What to work on: A word-for-word copy of the data is what's wanted, with no pictures.

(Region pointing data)

○ ○ ○

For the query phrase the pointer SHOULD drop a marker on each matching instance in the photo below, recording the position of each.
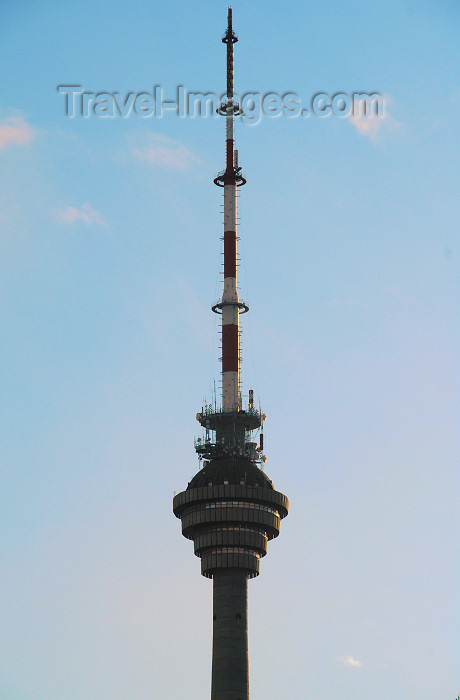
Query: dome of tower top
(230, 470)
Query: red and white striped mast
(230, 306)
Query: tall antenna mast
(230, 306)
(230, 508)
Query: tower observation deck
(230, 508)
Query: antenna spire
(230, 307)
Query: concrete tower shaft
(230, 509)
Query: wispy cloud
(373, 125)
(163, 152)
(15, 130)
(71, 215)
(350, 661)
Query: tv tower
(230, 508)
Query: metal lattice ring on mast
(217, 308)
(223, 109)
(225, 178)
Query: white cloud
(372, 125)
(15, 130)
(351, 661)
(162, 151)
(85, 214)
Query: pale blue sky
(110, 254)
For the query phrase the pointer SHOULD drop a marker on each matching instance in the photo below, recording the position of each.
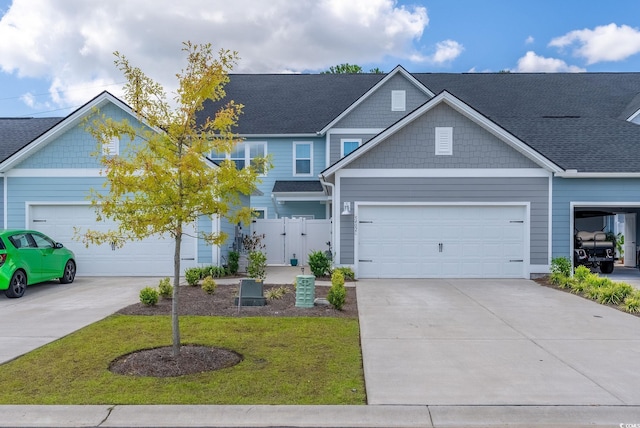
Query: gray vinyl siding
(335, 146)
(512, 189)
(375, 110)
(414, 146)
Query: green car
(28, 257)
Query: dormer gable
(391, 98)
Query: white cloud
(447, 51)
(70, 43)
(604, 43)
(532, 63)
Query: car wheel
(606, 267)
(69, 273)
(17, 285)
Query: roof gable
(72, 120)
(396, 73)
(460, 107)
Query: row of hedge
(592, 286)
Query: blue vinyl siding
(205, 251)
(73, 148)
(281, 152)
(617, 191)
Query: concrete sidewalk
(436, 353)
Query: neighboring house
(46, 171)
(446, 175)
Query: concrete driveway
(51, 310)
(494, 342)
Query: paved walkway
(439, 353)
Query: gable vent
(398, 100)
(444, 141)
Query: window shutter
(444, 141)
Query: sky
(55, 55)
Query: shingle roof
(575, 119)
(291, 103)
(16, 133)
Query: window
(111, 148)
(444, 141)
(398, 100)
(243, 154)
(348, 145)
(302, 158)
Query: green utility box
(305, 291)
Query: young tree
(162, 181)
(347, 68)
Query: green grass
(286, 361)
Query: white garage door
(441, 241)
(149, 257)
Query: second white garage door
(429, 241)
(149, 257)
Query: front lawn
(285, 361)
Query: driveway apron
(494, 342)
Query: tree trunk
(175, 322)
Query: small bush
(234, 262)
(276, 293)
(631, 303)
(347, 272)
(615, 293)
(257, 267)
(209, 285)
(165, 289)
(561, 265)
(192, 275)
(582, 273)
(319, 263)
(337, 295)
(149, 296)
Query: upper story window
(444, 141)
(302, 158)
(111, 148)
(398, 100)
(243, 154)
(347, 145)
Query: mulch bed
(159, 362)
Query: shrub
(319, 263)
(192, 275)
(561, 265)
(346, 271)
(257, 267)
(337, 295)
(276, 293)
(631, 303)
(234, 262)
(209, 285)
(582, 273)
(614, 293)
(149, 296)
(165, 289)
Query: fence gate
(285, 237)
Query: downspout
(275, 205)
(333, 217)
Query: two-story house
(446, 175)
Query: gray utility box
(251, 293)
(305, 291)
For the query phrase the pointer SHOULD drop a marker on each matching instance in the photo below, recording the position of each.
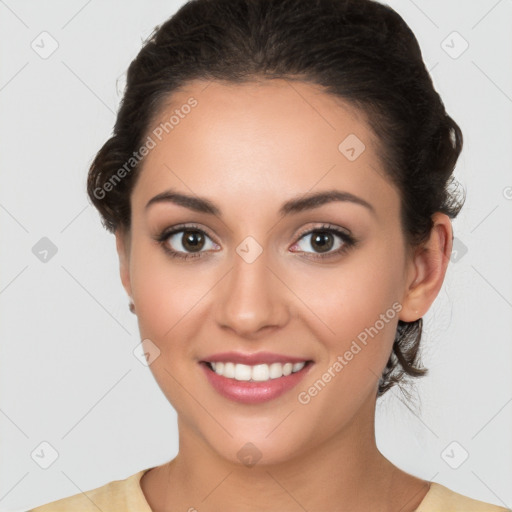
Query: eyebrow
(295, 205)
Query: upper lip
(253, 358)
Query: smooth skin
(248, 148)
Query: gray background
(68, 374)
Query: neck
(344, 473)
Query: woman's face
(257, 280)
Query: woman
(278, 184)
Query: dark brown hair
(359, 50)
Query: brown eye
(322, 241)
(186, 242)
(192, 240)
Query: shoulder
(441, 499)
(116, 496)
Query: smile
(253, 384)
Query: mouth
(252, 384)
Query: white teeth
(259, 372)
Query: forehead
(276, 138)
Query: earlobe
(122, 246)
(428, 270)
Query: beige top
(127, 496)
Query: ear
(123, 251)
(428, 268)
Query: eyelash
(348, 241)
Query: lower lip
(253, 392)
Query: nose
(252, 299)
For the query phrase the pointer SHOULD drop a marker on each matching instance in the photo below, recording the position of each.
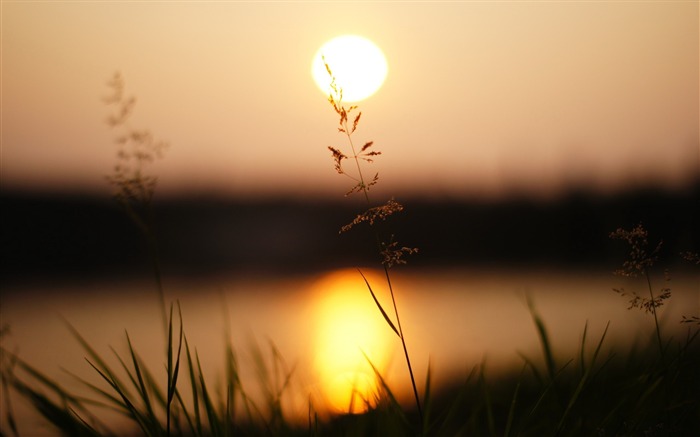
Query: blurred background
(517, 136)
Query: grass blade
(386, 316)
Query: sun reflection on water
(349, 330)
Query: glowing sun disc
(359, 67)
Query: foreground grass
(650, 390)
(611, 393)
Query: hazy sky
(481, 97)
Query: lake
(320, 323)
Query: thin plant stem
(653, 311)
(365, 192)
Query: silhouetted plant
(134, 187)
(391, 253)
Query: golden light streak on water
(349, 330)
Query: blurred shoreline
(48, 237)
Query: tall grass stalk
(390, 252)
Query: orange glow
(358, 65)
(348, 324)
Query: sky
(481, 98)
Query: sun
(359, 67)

○ ○ ○

Written solution:
For the query phrase the pointer SHOULD drop a marker on each matching instance in the photo below, recording the position of each.
Query: dome of tower top
(230, 470)
Query: red and white striped mast
(230, 306)
Query: tall antenna mast
(230, 306)
(230, 508)
Query: tower observation deck
(230, 508)
Query: antenna spire
(230, 307)
Query: concrete tower shaft
(230, 509)
Query: wispy cloud
(373, 125)
(163, 152)
(15, 130)
(71, 215)
(350, 661)
Query: tv tower
(230, 508)
Query: metal lattice ring on mast
(217, 308)
(223, 109)
(225, 178)
Query: white cloud
(372, 125)
(15, 130)
(351, 661)
(162, 151)
(85, 214)
Query: pale blue sky
(110, 254)
For the query phrase the pointer SHOULD drop a marker on each matching instance in the photo below, recording the position of each.
Query: gray vinyl siding
(335, 146)
(512, 189)
(375, 110)
(414, 146)
Query: green car
(28, 257)
Query: dormer gable
(391, 98)
Query: white cloud
(447, 51)
(70, 43)
(604, 43)
(532, 63)
Query: car wheel
(606, 267)
(69, 273)
(17, 285)
Query: roof gable
(72, 120)
(396, 73)
(460, 107)
Query: row of hedge
(592, 286)
Query: blue vinyl siding
(205, 251)
(73, 148)
(281, 152)
(617, 191)
Query: concrete sidewalk
(436, 353)
Query: neighboring house
(46, 171)
(446, 175)
Query: concrete driveway
(51, 310)
(494, 342)
Query: paved walkway
(439, 353)
Query: gable vent
(398, 100)
(444, 141)
Query: window shutter
(444, 141)
Query: sky
(55, 55)
Query: shingle roof
(575, 119)
(291, 103)
(16, 133)
Query: window
(111, 148)
(444, 141)
(398, 100)
(243, 154)
(348, 145)
(302, 158)
Query: green utility box
(305, 291)
Query: young tree
(162, 181)
(347, 68)
Query: green grass
(286, 361)
Query: white garage door
(441, 241)
(149, 257)
Query: second white garage door
(429, 241)
(149, 257)
Query: front lawn
(285, 361)
Query: driveway apron
(494, 342)
Query: tree trunk
(175, 322)
Query: small bush
(234, 262)
(276, 293)
(631, 303)
(347, 272)
(615, 293)
(257, 267)
(209, 285)
(165, 289)
(561, 265)
(192, 275)
(582, 273)
(319, 263)
(337, 295)
(149, 296)
Query: upper story window
(444, 141)
(302, 158)
(111, 148)
(398, 100)
(243, 154)
(347, 145)
Query: mulch bed
(159, 362)
Query: shrub
(319, 263)
(192, 275)
(561, 265)
(346, 271)
(257, 267)
(337, 295)
(276, 293)
(631, 303)
(234, 262)
(209, 285)
(582, 273)
(614, 293)
(149, 296)
(165, 289)
Query: fence gate
(285, 237)
Query: downspout
(275, 205)
(333, 217)
Query: two-story house
(446, 175)
Query: gray utility box
(251, 293)
(305, 291)
For the query phrase the pointer SHOULD drop a marker on each matching instance in the photo below, recording the position of each.
Query: eyebrow
(295, 205)
Query: upper lip
(253, 358)
Query: smooth skin
(248, 148)
Query: gray background
(68, 374)
Query: neck
(344, 473)
Query: woman's face
(257, 280)
Query: woman
(278, 184)
Query: dark brown hair
(359, 50)
Query: brown eye
(322, 241)
(186, 242)
(192, 240)
Query: shoulder
(441, 499)
(116, 496)
Query: smile
(253, 384)
Query: mouth
(252, 384)
Query: white teeth
(259, 372)
Query: forehead
(276, 138)
Query: earlobe
(122, 246)
(428, 270)
Query: beige top
(127, 496)
Query: ear
(123, 251)
(428, 268)
Query: eyelash
(348, 241)
Query: lower lip
(253, 392)
Query: nose
(252, 299)
For the query phrase the pointer SHOULD drop a marker on each matching instance in the photo below, recording the position of each.
Query: blurred background
(517, 136)
Query: grass blade
(386, 316)
Query: sun reflection on water
(349, 330)
Query: glowing sun disc
(359, 67)
Query: foreground grass
(650, 390)
(611, 393)
Query: hazy sky
(481, 97)
Query: lake
(320, 323)
Query: thin plant stem
(653, 311)
(365, 192)
Query: silhouetted plant
(134, 187)
(391, 253)
Query: golden light streak on water
(349, 330)
Query: blurred shoreline
(48, 237)
Query: tall grass stalk
(390, 252)
Query: orange glow
(358, 65)
(348, 324)
Query: sky
(481, 98)
Query: sun
(359, 67)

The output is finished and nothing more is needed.